** RECORD EXCERPTS follows **

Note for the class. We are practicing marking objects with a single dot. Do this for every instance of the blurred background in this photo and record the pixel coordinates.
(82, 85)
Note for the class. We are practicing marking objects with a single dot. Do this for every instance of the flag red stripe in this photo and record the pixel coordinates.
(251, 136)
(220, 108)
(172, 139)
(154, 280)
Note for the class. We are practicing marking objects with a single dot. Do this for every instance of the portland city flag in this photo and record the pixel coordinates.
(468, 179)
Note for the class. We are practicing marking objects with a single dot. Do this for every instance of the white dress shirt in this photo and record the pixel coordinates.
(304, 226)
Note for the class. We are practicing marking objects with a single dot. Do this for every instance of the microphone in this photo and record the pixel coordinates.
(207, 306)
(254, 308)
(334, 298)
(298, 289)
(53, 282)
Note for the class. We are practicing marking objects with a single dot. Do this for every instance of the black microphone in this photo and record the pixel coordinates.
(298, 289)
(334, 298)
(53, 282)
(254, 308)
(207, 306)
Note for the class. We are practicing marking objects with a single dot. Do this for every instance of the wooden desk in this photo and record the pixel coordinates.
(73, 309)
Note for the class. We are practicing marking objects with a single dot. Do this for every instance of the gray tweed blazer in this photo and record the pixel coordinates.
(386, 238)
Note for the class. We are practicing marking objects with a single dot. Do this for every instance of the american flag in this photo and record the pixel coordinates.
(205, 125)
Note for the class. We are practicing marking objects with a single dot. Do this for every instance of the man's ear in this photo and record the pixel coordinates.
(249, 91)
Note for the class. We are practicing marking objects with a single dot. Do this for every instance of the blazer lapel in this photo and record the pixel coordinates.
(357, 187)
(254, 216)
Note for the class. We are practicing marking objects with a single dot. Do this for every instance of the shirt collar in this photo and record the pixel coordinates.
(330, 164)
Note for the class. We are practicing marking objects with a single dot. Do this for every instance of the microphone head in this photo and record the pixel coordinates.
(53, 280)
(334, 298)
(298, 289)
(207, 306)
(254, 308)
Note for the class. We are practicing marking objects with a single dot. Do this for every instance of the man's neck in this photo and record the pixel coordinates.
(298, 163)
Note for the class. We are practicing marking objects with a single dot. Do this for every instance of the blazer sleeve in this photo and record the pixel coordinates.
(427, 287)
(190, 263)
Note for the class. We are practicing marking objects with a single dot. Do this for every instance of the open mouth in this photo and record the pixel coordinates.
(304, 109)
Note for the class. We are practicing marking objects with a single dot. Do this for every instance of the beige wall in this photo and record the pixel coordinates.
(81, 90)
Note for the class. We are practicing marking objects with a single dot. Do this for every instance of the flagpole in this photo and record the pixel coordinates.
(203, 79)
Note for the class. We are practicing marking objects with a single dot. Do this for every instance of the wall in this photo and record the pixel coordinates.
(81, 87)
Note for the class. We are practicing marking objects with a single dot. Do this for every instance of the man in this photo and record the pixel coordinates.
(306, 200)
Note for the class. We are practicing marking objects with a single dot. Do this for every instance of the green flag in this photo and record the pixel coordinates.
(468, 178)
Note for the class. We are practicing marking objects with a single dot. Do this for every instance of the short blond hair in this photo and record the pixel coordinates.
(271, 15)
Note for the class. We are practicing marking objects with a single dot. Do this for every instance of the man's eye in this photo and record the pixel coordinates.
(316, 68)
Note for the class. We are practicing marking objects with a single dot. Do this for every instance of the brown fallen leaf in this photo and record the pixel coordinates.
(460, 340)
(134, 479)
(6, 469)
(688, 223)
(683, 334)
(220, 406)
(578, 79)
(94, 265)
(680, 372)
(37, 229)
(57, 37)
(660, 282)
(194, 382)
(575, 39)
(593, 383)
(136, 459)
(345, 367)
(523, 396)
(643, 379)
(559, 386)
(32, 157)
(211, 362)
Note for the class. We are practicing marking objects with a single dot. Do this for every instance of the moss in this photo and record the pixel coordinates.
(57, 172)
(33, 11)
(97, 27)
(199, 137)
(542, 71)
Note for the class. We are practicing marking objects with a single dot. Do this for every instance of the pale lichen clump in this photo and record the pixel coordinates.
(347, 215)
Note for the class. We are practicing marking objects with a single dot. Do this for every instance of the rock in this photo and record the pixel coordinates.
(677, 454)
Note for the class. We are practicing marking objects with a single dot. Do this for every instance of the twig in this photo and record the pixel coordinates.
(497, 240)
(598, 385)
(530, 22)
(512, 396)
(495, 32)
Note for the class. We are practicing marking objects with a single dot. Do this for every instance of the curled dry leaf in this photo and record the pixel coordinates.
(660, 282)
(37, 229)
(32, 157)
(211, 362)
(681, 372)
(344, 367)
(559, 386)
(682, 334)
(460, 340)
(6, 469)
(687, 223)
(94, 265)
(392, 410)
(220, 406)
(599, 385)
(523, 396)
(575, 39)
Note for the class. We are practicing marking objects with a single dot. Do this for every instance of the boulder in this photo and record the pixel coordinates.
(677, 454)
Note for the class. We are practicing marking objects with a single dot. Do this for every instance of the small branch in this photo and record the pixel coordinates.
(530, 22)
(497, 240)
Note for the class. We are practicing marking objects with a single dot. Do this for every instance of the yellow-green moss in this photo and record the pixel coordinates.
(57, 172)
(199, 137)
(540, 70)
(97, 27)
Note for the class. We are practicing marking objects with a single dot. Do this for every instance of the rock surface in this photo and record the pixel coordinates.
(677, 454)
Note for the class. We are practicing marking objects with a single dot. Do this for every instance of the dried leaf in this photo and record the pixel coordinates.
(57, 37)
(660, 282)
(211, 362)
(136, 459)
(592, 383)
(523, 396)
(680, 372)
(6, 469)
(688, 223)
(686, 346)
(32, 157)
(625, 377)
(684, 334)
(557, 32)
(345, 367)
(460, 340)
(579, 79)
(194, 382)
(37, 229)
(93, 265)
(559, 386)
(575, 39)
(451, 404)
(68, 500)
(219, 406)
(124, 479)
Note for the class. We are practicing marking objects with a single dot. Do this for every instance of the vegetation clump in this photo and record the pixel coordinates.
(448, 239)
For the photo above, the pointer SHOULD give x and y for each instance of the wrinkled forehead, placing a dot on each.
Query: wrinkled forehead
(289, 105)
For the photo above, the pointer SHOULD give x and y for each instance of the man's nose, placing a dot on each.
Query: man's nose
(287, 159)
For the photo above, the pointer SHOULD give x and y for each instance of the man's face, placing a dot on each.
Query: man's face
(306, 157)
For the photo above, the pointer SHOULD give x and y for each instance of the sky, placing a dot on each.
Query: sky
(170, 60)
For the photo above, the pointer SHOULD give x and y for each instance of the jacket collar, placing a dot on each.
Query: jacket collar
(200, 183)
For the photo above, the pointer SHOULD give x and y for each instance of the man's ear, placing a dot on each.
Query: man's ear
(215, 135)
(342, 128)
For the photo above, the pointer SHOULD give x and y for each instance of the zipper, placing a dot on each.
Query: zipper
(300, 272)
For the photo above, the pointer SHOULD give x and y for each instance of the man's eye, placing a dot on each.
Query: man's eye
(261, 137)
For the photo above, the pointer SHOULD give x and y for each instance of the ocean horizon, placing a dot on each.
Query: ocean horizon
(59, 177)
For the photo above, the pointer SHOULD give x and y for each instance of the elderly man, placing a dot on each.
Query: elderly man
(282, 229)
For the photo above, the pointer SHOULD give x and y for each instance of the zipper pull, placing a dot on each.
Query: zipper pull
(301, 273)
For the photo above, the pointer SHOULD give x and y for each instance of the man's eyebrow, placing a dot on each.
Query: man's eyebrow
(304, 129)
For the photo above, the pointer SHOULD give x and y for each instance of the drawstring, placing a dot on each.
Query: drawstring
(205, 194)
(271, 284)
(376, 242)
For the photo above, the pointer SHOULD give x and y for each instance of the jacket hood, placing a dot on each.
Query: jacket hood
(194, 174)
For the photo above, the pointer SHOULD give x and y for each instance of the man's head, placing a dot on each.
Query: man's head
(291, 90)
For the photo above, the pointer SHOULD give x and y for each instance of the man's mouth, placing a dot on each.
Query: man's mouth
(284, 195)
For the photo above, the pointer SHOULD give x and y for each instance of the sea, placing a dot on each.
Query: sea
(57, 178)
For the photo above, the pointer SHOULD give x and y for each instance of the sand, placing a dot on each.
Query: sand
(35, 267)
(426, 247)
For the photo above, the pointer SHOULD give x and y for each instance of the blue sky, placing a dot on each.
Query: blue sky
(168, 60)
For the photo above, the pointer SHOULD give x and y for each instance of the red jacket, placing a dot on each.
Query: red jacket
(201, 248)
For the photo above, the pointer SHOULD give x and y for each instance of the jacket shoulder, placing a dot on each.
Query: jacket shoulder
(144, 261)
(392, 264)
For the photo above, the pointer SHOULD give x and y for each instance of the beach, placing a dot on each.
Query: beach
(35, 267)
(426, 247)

** End of RECORD EXCERPTS **
** RECORD EXCERPTS follows **

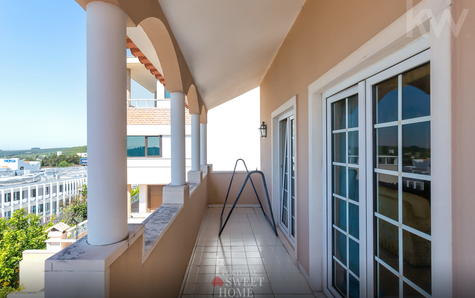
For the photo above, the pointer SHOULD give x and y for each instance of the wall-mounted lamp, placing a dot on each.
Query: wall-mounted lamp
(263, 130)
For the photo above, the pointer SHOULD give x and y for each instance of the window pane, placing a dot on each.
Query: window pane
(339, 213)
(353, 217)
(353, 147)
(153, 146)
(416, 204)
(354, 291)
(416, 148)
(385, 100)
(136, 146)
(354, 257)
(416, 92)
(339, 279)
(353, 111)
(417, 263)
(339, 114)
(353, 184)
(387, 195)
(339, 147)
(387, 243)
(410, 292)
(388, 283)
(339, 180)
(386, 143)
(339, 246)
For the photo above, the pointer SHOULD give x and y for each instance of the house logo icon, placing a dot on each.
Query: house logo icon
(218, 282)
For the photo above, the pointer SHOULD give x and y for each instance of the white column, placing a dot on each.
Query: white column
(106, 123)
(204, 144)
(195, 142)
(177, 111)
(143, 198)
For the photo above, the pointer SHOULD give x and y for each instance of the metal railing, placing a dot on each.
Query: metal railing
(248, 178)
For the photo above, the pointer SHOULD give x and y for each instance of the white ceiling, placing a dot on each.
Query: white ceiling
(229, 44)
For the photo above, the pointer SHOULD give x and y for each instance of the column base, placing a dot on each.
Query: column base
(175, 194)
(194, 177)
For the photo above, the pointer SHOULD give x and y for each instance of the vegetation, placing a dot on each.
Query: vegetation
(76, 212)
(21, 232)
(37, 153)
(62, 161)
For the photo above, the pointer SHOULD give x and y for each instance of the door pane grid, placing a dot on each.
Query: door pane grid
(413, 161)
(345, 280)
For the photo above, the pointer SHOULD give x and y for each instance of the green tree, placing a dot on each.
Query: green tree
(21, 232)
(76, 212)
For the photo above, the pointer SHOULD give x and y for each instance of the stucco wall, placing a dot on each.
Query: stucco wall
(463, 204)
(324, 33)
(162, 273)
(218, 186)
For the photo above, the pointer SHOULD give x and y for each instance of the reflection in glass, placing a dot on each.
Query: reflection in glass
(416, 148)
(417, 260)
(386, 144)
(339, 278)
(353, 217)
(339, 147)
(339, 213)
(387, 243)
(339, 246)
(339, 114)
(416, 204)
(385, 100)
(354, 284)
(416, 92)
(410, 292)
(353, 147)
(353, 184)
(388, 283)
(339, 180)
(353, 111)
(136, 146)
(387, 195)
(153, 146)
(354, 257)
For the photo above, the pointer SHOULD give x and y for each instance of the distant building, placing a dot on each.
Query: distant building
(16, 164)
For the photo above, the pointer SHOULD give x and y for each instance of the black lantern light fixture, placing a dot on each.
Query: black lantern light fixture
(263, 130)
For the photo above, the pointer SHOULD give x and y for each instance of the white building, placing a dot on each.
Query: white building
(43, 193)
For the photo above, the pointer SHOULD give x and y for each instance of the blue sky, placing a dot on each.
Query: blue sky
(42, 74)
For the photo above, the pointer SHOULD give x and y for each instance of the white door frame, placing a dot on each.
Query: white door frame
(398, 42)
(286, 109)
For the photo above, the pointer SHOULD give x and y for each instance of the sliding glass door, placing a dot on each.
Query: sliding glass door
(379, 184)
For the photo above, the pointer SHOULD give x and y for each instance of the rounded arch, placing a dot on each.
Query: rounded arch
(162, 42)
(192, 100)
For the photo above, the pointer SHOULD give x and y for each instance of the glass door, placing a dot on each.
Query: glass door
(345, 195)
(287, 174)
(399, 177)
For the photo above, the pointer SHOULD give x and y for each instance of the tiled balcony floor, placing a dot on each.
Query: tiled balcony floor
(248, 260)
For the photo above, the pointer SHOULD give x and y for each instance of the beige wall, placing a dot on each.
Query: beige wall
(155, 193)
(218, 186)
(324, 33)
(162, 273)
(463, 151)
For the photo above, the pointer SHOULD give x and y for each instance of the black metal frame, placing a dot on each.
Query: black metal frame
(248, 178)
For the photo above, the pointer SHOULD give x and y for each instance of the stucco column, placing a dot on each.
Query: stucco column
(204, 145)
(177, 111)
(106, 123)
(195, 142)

** End of RECORD EXCERPTS **

▶ TASK DIRECTIONS
Copy back the listing above exactly, but only from the line with "sea, placing a dot on each." through the line with "beach, placing a dot on each.", both ends included.

▶ WRITTEN REPLY
For the photo above, the pointer SHOULD give x and y for each instance of the sea, placing a dot on each.
Query: sea
(57, 178)
For the photo above, the pointer SHOULD give x and y for each instance of the sand, placing a dot on each.
Query: sand
(35, 267)
(426, 247)
For the photo above, the pointer SHOULD give x and y for each instance of the blue sky, placing a dot on each.
Query: blue sky
(168, 60)
For the photo above, the pointer SHOULD give x and y for each instance of the red jacket, placing a dot on each.
Query: red jacket
(201, 248)
For the photo above, the pointer SHOULD give x and y for each instance of the jacket shoulder, placing a dot on each.
Query: jacket shoulder
(144, 261)
(392, 264)
For the photo above, the pointer SHOULD give x and y for each instance of the beach, placing a dot on each.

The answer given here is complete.